• Supplied text:

The Two Layers Of B2B Collaborative Commerce

The B2B payments community has been discussing the persistence of the paper check — and its supposed inevitable demise — for years. Even amid a pandemic and accelerated corporate digitization efforts, the paper check still gobbles up its fair share of B2B transaction volume. So when looking out on the horizon of the corporate payments landscape, will paper checks remain in its future?

 

Nobody knows for sure, of course, but as companies continue to drive forward in their modernization efforts, 2021 is already signaling the rise of new dynamics between businesses and their suppliers. There are big implications for the way money moves between the two, said Craig O’Neill, CEO of Versapay — and it’s unlikely that the paper check will be able to continue its cozy existence in those new frameworks.

“Checks have to go away,” he told Karen Webster in a recent interview. “I do think there will be a long tail, because there are always laggards, so it could be as long as 10 years before checks are completely gone.”

It’s the same conclusion drawn in Versapay’s upcoming eBook, “B2B Buyer’s Experience in 2030,” which makes some hard-hitting predictions — not only about the future of the paper check, but also the dramatic shifts ahead for accounts payable (AP) and accounts receivable (AR) teams that will operate in a new age of B2B commerce.

The Rise Of The User Experience

The accelerated digitization efforts of corporates as a result of the global pandemic has, at the very least, “opened the eyes of finance professionals” to the need to change outdated payment flows, O’Neill said. Most notably, the inability for team members to physically enter an office to cut, send and process paper checks has businesses giving the payment tool a second thought — and O’Neill predicts that a hybrid model of workers staying remote will likely be a permanent fixture in the future.

Historically, the reason the check has stuck around has largely been the result of a “don’t fix what isn’t broken” mindset, with many companies actually finding it easier to process paper checks than other electronic payment methods. It’s a recent development in the B2B payments technology landscape that electronic payment solution providers have begun to focus on easing friction not only for the payer, but also for the supplier — a shift that O’Neill said is indicative of a broader focus on the user experience.

“Payments have made the mistake in the past of being focused only on the buyer experience,” he said. “But it’s a two-way street. Buyers and sellers have to interact. They both have to embrace whichever form of payment is going to be used, and the experience of both needs to be taken into account.”

• Record excerpts:
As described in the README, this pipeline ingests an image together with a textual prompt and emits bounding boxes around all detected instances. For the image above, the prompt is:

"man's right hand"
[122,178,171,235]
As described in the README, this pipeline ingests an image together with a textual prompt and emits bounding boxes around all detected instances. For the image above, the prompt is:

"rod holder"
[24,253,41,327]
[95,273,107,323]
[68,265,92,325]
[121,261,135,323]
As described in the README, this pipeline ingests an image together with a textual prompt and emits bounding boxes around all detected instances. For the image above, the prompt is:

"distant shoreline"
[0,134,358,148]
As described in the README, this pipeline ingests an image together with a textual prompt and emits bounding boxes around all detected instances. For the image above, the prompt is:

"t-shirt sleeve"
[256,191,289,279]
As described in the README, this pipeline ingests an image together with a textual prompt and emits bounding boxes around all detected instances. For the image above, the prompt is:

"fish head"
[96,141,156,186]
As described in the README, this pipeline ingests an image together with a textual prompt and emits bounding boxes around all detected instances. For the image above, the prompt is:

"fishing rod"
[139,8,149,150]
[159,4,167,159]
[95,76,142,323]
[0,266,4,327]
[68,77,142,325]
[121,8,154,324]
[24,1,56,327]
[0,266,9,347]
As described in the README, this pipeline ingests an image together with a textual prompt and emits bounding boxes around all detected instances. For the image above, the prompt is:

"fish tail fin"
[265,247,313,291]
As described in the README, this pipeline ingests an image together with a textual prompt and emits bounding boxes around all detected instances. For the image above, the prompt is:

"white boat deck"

• Your task:
Can you print everything in the B2B commerce article from "It’s the same" down to "of B2B commerce.", word for word?

• Answer below:
It’s the same conclusion drawn in Versapay’s upcoming eBook, “B2B Buyer’s Experience in 2030,” which makes some hard-hitting predictions — not only about the future of the paper check, but also the dramatic shifts ahead for accounts payable (AP) and accounts receivable (AR) teams that will operate in a new age of B2B commerce.